* **Given task**:
Return, character for character, the lines from the one bearing "Q: Point to the green foliage" through the end of the material. Omit everything before that line.

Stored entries
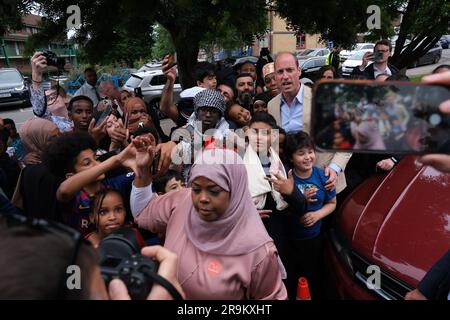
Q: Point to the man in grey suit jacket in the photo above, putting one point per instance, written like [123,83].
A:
[292,111]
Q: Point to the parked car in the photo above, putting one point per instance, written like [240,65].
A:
[398,222]
[150,66]
[352,62]
[445,41]
[152,84]
[312,53]
[14,90]
[345,54]
[310,68]
[431,57]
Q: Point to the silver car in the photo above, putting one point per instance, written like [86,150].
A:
[152,84]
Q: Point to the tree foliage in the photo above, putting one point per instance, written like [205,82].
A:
[423,22]
[114,29]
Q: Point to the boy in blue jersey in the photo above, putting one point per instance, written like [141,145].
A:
[73,156]
[305,233]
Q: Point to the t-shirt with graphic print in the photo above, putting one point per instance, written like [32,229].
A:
[317,180]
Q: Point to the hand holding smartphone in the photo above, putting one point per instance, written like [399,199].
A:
[171,60]
[380,117]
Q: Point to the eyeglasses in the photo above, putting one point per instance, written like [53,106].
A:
[46,226]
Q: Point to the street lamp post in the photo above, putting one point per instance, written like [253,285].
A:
[5,53]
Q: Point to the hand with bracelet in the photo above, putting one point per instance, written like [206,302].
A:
[38,65]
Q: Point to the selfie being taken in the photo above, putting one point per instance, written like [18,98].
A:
[225,150]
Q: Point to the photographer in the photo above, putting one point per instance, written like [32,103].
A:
[41,266]
[380,57]
[39,101]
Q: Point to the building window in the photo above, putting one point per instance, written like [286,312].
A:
[300,41]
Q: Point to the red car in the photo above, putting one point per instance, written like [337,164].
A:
[398,221]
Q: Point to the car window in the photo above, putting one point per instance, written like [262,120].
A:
[158,80]
[10,76]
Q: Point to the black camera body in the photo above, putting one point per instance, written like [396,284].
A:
[120,258]
[133,271]
[53,59]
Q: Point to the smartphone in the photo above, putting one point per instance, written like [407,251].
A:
[125,120]
[104,115]
[380,117]
[377,56]
[172,60]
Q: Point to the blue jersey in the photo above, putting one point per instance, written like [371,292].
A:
[316,180]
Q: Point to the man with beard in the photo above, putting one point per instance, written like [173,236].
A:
[245,88]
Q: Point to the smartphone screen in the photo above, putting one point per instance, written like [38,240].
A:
[375,117]
[172,60]
[377,56]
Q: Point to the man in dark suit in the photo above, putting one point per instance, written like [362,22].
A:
[380,65]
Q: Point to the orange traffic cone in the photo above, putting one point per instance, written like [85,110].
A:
[303,289]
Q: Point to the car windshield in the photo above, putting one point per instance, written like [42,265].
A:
[10,77]
[357,56]
[133,81]
[307,52]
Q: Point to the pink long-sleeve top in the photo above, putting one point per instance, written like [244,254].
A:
[205,276]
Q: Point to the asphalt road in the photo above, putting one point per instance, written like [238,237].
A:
[21,115]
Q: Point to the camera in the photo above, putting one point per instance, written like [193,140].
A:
[120,258]
[53,59]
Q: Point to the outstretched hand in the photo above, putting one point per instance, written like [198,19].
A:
[281,184]
[145,153]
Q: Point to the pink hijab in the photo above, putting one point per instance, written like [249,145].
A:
[240,230]
[35,135]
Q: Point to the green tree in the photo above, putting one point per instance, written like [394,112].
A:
[188,22]
[163,42]
[423,22]
[11,12]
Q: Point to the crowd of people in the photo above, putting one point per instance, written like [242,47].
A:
[236,193]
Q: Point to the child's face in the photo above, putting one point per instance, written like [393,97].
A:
[111,215]
[304,159]
[86,160]
[240,115]
[173,185]
[260,136]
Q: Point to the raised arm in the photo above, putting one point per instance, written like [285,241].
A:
[166,104]
[150,211]
[68,189]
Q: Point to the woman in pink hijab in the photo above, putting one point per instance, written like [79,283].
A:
[36,133]
[224,251]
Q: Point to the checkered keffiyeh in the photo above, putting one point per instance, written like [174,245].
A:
[209,98]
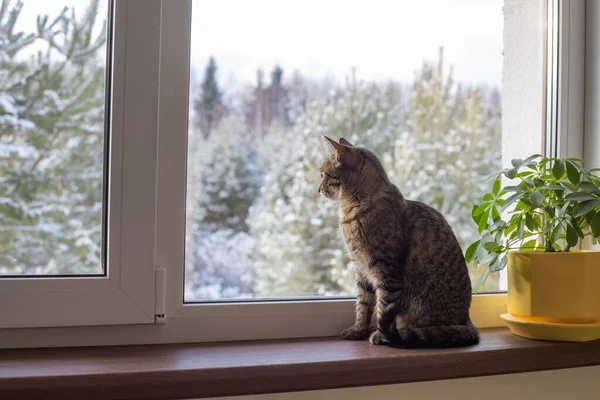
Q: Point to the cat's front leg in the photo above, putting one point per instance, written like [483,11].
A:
[365,301]
[386,309]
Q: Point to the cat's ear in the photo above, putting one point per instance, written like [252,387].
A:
[344,154]
[345,142]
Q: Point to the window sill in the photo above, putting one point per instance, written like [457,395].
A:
[207,370]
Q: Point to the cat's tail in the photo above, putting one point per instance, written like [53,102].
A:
[437,336]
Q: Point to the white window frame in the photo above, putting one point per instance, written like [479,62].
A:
[126,294]
[160,83]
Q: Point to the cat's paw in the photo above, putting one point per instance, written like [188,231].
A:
[354,333]
[378,338]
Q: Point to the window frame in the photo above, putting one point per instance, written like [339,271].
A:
[181,322]
[125,295]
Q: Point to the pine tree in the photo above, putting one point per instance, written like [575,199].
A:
[436,147]
[451,143]
[209,103]
[299,249]
[51,143]
[225,180]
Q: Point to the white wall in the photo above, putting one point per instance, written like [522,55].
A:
[592,84]
[569,384]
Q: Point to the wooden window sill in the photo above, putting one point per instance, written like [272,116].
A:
[182,371]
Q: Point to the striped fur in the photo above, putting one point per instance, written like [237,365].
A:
[411,272]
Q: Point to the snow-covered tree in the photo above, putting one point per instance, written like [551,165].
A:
[450,143]
[224,180]
[209,101]
[299,249]
[436,147]
[51,142]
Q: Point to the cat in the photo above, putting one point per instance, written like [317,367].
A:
[410,269]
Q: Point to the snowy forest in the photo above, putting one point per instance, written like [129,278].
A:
[256,226]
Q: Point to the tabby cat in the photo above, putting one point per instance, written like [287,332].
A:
[410,269]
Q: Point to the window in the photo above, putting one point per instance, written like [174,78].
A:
[77,155]
[52,138]
[202,205]
[422,91]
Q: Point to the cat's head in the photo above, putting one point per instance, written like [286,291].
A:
[342,161]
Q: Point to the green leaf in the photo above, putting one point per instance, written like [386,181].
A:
[529,245]
[499,265]
[556,233]
[536,198]
[480,209]
[530,159]
[554,187]
[595,225]
[483,221]
[489,246]
[563,210]
[520,228]
[481,280]
[530,222]
[497,224]
[550,210]
[569,186]
[511,173]
[589,187]
[573,173]
[590,216]
[585,207]
[549,227]
[509,201]
[578,230]
[495,214]
[572,237]
[558,170]
[471,251]
[496,188]
[514,189]
[580,196]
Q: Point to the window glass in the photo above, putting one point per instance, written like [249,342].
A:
[52,136]
[417,82]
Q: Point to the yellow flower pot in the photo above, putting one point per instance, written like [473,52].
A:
[554,296]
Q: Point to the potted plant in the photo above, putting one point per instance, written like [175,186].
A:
[535,224]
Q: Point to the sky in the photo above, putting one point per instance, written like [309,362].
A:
[383,39]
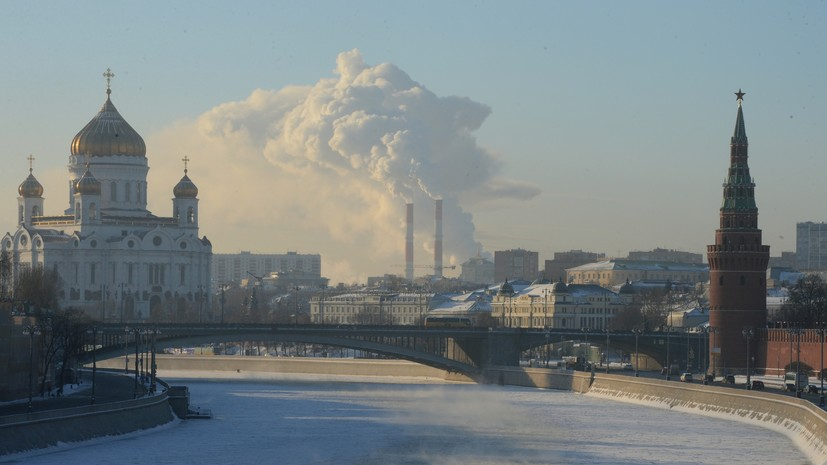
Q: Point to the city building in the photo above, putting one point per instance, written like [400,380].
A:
[116,260]
[614,273]
[811,246]
[737,265]
[515,264]
[786,260]
[235,267]
[666,255]
[370,308]
[477,270]
[555,269]
[559,305]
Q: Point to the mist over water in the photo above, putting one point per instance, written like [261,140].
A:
[295,420]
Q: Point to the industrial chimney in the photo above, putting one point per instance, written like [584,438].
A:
[409,242]
[438,239]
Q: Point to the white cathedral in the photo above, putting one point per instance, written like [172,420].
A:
[116,260]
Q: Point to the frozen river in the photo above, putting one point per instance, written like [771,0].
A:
[362,421]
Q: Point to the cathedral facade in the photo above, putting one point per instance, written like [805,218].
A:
[116,260]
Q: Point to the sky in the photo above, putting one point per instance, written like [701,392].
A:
[543,125]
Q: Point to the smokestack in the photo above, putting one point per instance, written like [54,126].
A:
[438,238]
[409,242]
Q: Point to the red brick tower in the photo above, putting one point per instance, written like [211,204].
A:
[737,265]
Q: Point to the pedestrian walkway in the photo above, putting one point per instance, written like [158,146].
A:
[109,387]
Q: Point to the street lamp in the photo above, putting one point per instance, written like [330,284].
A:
[748,335]
[31,331]
[637,332]
[820,332]
[223,300]
[607,349]
[668,364]
[94,332]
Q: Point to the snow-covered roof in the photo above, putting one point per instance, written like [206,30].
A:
[640,265]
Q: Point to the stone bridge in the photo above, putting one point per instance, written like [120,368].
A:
[463,350]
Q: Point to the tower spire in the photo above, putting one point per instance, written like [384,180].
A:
[740,134]
[108,75]
[737,263]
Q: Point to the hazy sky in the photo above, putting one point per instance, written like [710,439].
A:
[544,125]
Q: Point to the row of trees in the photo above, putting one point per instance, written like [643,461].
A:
[62,332]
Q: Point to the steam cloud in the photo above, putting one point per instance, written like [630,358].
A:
[328,168]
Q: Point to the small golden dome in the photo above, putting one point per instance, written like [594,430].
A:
[108,134]
[185,189]
[30,187]
[87,184]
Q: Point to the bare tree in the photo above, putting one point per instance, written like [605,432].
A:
[807,303]
[5,273]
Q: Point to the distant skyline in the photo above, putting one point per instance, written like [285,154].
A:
[548,126]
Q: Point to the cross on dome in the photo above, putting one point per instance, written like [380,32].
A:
[108,75]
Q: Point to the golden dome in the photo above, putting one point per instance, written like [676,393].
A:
[30,187]
[87,184]
[108,134]
[185,189]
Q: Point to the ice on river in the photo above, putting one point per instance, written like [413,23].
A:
[291,419]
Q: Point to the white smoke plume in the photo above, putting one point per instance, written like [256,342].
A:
[328,169]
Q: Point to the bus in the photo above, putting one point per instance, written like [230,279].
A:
[793,384]
[448,322]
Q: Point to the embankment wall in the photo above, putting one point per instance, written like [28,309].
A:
[19,433]
[320,366]
[799,419]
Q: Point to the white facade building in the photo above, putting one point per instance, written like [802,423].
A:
[117,261]
[370,308]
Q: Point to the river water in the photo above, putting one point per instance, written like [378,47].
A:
[307,419]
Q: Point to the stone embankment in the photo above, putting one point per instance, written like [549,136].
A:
[799,419]
[37,430]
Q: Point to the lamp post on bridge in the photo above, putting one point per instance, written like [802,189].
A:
[637,332]
[668,362]
[820,332]
[607,348]
[748,333]
[94,332]
[31,331]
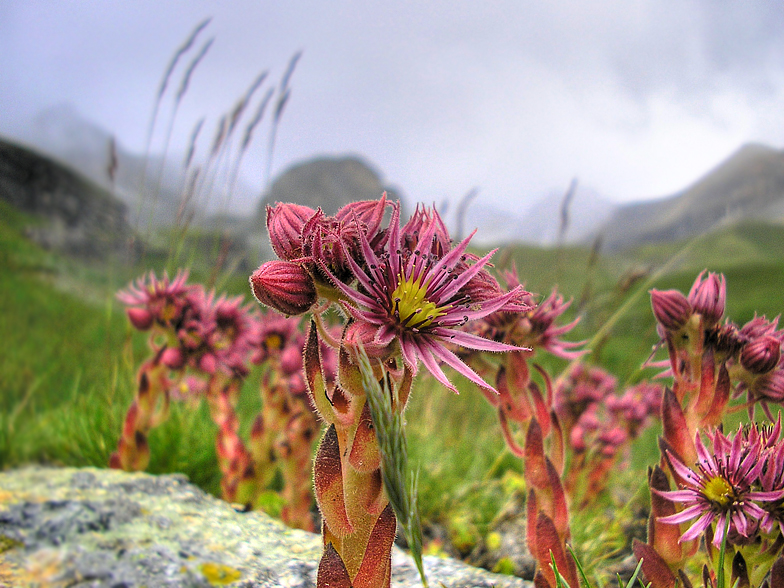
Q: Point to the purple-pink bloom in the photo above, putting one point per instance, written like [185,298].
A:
[417,300]
[156,301]
[721,487]
[708,297]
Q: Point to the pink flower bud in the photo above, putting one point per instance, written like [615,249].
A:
[140,318]
[671,308]
[284,224]
[285,286]
[761,355]
[173,358]
[709,297]
[208,363]
[291,360]
[369,212]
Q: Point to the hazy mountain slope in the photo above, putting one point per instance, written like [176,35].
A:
[748,185]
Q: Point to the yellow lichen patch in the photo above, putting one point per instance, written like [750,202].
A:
[218,574]
[7,543]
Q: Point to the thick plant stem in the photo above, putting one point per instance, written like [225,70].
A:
[149,409]
[359,525]
[238,483]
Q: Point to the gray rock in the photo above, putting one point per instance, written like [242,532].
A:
[111,529]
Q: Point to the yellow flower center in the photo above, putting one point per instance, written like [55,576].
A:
[273,341]
[413,308]
[718,490]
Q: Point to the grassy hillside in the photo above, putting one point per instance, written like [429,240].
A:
[68,360]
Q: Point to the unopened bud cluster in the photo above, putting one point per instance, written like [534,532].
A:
[202,348]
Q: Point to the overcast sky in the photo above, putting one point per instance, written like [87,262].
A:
[635,98]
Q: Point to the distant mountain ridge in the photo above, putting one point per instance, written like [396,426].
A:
[151,186]
[747,185]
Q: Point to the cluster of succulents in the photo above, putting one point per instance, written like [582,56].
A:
[203,348]
[721,500]
[407,296]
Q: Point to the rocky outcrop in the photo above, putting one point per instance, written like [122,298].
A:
[78,217]
[111,529]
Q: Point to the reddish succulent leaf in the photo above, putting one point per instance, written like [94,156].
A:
[349,374]
[542,410]
[560,512]
[740,572]
[343,407]
[534,461]
[531,510]
[549,542]
[708,579]
[365,455]
[332,571]
[558,447]
[328,482]
[511,442]
[663,537]
[375,570]
[777,573]
[654,568]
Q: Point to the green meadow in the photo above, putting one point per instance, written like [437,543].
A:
[68,361]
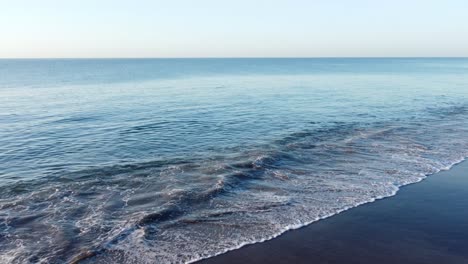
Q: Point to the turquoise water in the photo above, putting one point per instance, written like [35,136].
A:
[173,160]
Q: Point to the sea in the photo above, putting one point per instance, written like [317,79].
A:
[177,160]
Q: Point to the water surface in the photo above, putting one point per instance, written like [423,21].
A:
[173,160]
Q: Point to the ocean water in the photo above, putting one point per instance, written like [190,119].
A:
[175,160]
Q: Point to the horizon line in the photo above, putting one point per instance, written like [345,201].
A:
[259,57]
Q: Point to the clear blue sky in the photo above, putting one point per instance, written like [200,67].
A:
[234,28]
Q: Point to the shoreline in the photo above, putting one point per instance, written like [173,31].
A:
[280,250]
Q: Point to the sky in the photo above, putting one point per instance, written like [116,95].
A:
[233,28]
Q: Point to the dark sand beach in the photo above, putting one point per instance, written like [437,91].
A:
[425,222]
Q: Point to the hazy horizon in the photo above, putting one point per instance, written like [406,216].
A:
[233,29]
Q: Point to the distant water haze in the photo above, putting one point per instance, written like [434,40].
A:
[175,160]
[241,28]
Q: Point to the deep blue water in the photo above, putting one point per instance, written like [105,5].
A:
[173,160]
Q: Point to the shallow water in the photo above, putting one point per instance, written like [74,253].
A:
[169,161]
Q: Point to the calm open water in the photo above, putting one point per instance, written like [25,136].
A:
[174,160]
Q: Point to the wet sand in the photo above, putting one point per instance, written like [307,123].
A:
[426,222]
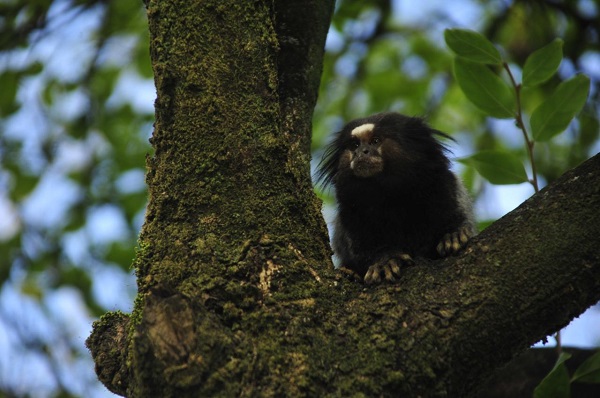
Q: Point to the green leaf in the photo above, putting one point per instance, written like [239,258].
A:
[9,83]
[472,46]
[499,168]
[589,370]
[556,383]
[553,116]
[542,64]
[485,89]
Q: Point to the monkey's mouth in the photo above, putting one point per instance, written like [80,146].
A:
[366,167]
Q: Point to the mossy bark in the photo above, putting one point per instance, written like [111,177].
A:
[237,294]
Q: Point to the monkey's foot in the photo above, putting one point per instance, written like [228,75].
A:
[388,268]
[452,242]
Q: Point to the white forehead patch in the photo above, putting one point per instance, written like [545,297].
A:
[361,131]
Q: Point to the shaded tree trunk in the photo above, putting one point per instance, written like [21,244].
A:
[237,293]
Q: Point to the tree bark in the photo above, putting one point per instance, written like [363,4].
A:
[237,293]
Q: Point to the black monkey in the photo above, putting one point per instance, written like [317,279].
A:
[397,198]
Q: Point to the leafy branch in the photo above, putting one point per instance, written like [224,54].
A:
[501,99]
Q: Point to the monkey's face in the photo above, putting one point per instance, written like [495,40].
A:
[363,155]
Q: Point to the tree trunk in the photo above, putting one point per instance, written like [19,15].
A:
[237,293]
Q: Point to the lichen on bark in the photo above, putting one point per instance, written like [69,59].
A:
[237,293]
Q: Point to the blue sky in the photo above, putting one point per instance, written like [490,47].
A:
[64,318]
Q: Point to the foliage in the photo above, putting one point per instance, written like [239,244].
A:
[75,121]
[557,383]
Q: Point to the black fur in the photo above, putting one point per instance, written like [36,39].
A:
[406,208]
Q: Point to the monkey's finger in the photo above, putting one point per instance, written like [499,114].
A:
[406,259]
[373,275]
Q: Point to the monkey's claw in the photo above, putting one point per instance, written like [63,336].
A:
[388,268]
[452,242]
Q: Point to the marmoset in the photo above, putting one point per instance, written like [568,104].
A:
[397,197]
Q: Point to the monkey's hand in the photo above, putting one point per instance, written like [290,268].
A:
[387,267]
[348,273]
[452,242]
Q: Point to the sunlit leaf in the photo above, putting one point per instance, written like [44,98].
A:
[556,383]
[485,89]
[542,64]
[554,115]
[497,167]
[472,46]
[589,370]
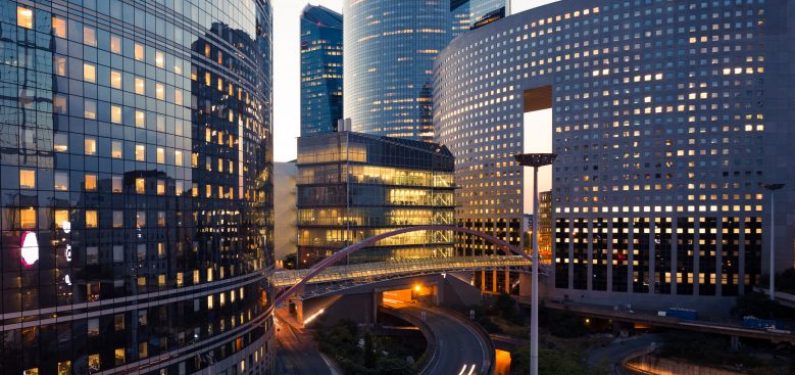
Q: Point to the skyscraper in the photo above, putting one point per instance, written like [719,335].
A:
[666,118]
[390,46]
[471,14]
[321,70]
[136,161]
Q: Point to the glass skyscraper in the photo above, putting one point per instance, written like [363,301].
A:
[390,46]
[353,186]
[321,70]
[666,118]
[471,14]
[135,152]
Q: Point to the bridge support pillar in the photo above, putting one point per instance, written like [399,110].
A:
[525,284]
[735,344]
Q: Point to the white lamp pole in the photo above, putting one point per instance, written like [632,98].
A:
[536,161]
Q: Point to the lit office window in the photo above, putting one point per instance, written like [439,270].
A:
[91,182]
[90,146]
[89,73]
[27,179]
[59,27]
[90,36]
[61,181]
[115,79]
[25,17]
[139,52]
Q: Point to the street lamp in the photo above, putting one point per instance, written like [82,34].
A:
[536,161]
[772,188]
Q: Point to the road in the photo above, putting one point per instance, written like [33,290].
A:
[459,348]
[297,354]
[613,354]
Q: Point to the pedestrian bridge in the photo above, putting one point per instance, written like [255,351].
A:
[371,272]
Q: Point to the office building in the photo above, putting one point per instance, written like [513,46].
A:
[666,118]
[321,70]
[390,46]
[137,210]
[353,186]
[471,14]
[284,192]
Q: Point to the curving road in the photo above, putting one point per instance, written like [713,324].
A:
[459,347]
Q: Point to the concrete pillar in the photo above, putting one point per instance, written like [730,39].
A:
[525,284]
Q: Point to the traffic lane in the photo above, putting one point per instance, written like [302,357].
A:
[459,348]
[297,354]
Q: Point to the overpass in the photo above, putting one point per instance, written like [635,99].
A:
[369,272]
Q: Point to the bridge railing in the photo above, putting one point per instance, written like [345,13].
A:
[381,269]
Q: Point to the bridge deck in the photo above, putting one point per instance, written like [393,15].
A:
[380,270]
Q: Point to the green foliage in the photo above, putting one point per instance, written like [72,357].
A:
[760,306]
[563,324]
[378,355]
[704,349]
[551,362]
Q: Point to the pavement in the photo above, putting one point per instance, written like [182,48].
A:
[614,353]
[459,348]
[297,353]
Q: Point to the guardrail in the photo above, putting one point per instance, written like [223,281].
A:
[380,269]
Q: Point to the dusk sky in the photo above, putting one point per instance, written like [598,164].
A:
[287,66]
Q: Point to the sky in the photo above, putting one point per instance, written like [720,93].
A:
[287,68]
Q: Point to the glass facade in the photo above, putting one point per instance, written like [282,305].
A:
[353,186]
[471,14]
[135,152]
[666,117]
[390,49]
[321,70]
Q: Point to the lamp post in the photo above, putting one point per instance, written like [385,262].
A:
[772,188]
[536,161]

* **Exercise result**:
Q: Point to the green foliage in the photo above, putting one point per instance, written like [72,357].
A:
[760,306]
[563,324]
[378,355]
[704,349]
[551,362]
Q: Point to the pavement in the photo above, putting one point per instance, written like [182,48].
A:
[614,353]
[459,348]
[297,353]
Q: Point to the guardrail in the photo above, putting one point per instance, written like [223,281].
A:
[380,269]
Q: Point to the dusk sky in the photo above, putting one point per instance, written like [598,164].
A:
[287,66]
Q: Point to the sky in the photo above, putting one point per instance, written like [720,93].
A:
[287,68]
Q: Point to the glass facade in the photo above, putting one point per instance, written like [282,305].
A:
[353,186]
[471,14]
[135,152]
[666,117]
[390,49]
[321,70]
Q: Point to the lamp post in the photo above, putting one point per instance, written like [385,262].
A:
[772,188]
[536,161]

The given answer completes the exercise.